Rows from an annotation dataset
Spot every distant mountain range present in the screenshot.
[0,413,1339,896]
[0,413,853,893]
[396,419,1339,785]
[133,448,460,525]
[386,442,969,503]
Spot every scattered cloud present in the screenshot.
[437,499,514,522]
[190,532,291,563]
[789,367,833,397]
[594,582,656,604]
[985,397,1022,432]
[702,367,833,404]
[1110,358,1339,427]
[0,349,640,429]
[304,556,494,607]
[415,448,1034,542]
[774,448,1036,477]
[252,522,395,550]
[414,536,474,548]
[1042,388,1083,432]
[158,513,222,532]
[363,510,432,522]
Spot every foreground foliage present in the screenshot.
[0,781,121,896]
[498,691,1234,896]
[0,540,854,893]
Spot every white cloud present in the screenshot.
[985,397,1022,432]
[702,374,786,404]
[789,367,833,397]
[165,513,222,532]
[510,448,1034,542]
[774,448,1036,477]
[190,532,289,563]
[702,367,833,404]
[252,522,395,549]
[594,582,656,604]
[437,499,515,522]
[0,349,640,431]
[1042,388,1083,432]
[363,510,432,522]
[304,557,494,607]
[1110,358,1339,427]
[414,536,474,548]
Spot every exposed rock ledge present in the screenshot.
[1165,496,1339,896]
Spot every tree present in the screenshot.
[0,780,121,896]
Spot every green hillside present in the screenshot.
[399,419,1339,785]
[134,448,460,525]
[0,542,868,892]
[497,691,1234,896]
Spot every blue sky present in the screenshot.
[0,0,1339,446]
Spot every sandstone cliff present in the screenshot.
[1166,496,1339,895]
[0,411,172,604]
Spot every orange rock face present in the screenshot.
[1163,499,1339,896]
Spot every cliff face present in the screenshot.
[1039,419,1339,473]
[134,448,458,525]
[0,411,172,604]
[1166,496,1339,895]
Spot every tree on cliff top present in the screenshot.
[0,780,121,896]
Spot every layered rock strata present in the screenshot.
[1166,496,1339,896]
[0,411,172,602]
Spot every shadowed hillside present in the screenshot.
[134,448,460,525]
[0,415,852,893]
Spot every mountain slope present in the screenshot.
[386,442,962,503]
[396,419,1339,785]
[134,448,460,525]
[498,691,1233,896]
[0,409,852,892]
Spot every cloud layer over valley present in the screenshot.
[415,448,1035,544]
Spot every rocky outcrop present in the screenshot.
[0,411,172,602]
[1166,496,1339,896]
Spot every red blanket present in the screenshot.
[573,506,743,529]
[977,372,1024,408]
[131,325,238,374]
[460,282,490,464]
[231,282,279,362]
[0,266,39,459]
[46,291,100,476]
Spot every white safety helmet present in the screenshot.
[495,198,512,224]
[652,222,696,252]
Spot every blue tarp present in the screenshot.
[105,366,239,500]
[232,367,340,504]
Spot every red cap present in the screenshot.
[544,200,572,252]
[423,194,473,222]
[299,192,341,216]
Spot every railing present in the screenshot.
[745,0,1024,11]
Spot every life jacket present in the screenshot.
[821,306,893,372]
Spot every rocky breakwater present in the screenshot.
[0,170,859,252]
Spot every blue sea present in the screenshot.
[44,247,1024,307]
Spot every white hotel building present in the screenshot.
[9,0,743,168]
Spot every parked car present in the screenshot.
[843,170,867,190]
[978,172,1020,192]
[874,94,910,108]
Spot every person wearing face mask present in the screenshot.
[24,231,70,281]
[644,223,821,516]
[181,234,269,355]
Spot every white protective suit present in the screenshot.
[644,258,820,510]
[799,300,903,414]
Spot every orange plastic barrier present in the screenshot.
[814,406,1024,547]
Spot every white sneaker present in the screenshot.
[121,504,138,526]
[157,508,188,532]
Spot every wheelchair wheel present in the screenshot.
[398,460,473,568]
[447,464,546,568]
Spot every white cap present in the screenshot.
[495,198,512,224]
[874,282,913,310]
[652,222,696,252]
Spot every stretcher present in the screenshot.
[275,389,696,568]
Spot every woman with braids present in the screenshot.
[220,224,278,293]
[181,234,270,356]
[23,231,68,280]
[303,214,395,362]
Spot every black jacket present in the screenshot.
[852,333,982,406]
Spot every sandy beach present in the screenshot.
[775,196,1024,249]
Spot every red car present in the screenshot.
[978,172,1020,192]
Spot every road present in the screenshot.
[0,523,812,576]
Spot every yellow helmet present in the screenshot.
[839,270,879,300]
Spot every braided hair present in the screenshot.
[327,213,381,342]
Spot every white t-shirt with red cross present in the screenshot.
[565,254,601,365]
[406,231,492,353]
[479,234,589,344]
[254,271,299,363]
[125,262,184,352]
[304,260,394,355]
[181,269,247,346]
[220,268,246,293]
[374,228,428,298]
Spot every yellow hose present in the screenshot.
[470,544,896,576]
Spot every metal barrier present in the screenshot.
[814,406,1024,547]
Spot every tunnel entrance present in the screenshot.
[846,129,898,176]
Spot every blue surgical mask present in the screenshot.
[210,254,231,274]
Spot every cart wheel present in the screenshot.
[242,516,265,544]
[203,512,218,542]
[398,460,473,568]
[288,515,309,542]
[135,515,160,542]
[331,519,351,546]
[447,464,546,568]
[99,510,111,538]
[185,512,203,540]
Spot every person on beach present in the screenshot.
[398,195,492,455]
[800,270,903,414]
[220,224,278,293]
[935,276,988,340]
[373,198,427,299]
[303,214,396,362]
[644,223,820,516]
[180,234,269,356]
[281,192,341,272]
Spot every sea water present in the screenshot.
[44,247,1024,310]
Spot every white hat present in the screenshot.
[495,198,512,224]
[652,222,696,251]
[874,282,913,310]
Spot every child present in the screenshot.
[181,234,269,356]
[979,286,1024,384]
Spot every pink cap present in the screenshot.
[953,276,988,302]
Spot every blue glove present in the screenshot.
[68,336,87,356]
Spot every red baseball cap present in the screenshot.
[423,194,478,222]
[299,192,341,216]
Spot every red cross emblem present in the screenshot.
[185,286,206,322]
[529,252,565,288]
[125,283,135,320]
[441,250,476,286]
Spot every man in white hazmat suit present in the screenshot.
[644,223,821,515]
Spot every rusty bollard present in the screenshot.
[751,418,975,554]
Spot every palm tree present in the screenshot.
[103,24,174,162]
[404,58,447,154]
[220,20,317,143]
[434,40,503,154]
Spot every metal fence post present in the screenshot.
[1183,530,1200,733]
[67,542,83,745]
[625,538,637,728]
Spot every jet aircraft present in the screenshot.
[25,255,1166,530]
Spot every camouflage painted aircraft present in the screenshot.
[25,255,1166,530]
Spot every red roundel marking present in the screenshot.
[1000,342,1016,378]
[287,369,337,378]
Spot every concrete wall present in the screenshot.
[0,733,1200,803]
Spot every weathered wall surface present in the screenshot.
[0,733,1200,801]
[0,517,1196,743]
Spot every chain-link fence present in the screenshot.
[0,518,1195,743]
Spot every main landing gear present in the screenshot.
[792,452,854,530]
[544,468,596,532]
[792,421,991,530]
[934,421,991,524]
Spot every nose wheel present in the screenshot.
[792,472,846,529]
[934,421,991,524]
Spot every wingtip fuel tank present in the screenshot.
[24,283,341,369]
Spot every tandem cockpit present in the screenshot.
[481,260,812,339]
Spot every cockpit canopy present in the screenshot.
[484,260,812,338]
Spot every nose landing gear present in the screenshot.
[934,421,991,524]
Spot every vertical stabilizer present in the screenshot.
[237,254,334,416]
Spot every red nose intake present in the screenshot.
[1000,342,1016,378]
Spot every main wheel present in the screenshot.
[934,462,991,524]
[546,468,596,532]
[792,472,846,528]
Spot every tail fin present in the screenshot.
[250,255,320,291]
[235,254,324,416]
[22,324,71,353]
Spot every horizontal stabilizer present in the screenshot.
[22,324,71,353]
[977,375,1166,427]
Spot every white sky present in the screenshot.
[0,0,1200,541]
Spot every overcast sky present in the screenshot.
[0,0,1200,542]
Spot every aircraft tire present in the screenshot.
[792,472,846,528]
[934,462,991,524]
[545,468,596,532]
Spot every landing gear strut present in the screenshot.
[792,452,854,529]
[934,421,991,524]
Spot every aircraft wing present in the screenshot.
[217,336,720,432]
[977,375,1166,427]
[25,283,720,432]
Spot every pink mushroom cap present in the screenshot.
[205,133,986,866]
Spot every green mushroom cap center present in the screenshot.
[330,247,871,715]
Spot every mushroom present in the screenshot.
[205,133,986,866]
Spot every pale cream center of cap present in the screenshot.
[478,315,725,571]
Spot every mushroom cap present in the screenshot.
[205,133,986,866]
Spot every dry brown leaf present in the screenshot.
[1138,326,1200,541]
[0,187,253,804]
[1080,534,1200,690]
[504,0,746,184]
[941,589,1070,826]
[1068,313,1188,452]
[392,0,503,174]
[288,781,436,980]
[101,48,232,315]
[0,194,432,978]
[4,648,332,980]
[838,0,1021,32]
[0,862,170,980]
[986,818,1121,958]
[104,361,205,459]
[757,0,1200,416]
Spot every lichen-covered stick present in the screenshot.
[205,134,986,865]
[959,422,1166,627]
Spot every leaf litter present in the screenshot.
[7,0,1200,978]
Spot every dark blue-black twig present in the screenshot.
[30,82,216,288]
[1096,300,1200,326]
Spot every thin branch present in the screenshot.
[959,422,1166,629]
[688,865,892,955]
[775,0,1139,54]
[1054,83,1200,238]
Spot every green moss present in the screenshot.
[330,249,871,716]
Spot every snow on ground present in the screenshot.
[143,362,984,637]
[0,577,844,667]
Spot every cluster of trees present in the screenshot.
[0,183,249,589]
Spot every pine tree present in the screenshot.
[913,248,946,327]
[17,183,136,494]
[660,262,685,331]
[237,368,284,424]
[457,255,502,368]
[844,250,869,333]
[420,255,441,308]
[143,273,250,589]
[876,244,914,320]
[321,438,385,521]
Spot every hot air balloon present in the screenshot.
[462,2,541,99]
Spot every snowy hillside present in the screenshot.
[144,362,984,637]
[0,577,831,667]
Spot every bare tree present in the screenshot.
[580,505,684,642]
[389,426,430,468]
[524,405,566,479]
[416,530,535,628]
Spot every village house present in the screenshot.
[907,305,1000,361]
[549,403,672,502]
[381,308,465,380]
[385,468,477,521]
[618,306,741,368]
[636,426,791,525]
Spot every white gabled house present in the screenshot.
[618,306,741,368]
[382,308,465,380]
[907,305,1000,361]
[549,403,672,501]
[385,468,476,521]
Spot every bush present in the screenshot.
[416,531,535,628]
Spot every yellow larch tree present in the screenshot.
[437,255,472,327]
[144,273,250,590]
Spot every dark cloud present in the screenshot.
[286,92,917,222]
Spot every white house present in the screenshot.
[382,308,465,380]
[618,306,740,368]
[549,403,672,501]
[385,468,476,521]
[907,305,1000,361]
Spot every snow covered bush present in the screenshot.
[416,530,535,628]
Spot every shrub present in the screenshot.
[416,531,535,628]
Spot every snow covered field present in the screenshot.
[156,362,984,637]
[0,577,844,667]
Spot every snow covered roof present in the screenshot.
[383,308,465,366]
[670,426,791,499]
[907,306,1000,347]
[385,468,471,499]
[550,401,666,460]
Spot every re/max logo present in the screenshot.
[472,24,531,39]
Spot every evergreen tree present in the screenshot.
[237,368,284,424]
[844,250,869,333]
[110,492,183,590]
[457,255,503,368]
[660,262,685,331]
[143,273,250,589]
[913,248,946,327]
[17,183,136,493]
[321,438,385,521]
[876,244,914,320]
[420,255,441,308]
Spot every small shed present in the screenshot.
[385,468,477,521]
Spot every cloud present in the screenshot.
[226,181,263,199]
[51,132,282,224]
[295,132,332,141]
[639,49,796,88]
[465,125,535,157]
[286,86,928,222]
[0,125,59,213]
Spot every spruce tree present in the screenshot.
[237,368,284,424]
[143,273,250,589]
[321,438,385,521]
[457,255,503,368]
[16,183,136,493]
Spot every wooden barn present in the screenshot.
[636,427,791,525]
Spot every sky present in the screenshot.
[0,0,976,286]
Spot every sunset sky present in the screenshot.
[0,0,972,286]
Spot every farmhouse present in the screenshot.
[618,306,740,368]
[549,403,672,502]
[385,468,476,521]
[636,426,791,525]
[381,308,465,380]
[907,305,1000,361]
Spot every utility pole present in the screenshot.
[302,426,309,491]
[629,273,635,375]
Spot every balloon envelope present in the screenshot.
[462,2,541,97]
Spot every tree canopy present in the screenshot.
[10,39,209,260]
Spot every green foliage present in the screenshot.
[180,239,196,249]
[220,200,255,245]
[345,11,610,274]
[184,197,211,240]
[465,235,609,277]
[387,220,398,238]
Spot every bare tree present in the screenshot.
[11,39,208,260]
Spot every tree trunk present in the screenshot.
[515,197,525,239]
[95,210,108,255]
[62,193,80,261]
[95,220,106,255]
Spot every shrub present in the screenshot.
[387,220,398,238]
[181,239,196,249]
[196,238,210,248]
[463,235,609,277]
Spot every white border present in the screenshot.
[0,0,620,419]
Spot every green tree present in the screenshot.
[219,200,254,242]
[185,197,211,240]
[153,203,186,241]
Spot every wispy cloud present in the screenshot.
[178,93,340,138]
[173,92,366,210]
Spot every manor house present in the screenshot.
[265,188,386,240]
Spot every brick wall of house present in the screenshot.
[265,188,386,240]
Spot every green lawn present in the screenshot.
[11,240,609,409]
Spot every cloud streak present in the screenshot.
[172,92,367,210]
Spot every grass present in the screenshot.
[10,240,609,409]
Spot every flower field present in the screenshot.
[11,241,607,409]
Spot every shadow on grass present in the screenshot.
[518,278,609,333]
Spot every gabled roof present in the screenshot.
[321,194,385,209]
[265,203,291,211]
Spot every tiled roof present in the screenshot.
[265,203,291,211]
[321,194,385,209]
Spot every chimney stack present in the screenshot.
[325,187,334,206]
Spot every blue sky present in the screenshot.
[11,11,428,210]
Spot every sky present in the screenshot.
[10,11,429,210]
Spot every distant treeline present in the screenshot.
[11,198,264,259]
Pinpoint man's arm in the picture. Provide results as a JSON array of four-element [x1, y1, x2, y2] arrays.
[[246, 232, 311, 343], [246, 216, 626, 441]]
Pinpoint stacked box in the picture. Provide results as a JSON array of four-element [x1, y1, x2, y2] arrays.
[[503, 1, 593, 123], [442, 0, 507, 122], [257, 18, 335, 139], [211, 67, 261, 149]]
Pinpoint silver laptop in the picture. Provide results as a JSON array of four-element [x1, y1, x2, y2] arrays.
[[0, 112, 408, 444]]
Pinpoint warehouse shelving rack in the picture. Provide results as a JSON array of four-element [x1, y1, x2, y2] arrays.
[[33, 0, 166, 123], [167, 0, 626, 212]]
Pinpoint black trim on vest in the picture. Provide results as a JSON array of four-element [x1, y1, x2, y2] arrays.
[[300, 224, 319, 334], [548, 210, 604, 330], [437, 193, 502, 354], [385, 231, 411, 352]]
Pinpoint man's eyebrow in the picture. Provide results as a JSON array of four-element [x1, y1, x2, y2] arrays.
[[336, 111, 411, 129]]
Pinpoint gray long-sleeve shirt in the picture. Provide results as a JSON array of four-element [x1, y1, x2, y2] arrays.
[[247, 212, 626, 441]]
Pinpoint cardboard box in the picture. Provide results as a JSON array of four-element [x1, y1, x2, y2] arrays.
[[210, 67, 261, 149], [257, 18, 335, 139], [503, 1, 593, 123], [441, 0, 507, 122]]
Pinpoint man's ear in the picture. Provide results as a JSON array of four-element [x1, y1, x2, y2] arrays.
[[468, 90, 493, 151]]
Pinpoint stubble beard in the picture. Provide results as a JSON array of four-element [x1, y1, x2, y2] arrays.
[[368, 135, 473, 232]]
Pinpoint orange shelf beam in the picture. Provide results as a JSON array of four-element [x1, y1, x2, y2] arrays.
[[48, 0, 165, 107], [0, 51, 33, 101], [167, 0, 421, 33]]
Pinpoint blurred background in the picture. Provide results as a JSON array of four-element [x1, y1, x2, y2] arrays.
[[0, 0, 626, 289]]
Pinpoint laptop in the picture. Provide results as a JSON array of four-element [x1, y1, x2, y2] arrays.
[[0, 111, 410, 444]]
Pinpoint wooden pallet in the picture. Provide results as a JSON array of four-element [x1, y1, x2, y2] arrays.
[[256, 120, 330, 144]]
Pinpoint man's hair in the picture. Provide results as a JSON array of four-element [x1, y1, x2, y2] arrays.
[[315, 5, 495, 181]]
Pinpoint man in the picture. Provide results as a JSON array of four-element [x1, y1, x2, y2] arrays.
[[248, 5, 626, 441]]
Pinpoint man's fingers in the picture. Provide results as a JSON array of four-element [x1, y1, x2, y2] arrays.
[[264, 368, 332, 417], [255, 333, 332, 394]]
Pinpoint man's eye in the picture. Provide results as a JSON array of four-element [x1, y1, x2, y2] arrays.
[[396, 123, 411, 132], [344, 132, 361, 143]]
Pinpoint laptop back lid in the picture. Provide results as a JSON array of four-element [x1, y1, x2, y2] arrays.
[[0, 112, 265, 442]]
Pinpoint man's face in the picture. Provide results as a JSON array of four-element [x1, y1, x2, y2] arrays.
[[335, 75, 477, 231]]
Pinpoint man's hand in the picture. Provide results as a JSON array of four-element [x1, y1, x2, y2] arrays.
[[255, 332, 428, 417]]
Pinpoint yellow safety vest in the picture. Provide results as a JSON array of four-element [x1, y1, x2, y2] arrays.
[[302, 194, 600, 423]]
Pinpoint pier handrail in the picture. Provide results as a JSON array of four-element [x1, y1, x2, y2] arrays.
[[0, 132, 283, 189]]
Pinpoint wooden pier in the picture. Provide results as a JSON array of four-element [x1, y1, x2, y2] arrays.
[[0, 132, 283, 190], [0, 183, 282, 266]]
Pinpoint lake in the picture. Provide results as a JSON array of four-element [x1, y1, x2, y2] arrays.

* _Given exercise_
Format the lines from the one containing "Pinpoint black trim" through the one containing "[[336, 111, 411, 129]]" as a JSON list of strings, one string per line, with both of those lines included and any blank lines left out.

* _Answer to the problem_
[
  "Pinpoint black trim on vest in the picture. Provide results as a JSON array of four-element [x1, y1, x2, y2] arrays.",
  "[[300, 224, 319, 334], [548, 210, 604, 330], [437, 193, 502, 354], [385, 231, 411, 352]]",
  "Pinpoint man's eyebrow in the picture. Provide results as a JSON array of four-element [x1, y1, x2, y2] arrays.",
  "[[336, 111, 411, 129]]"
]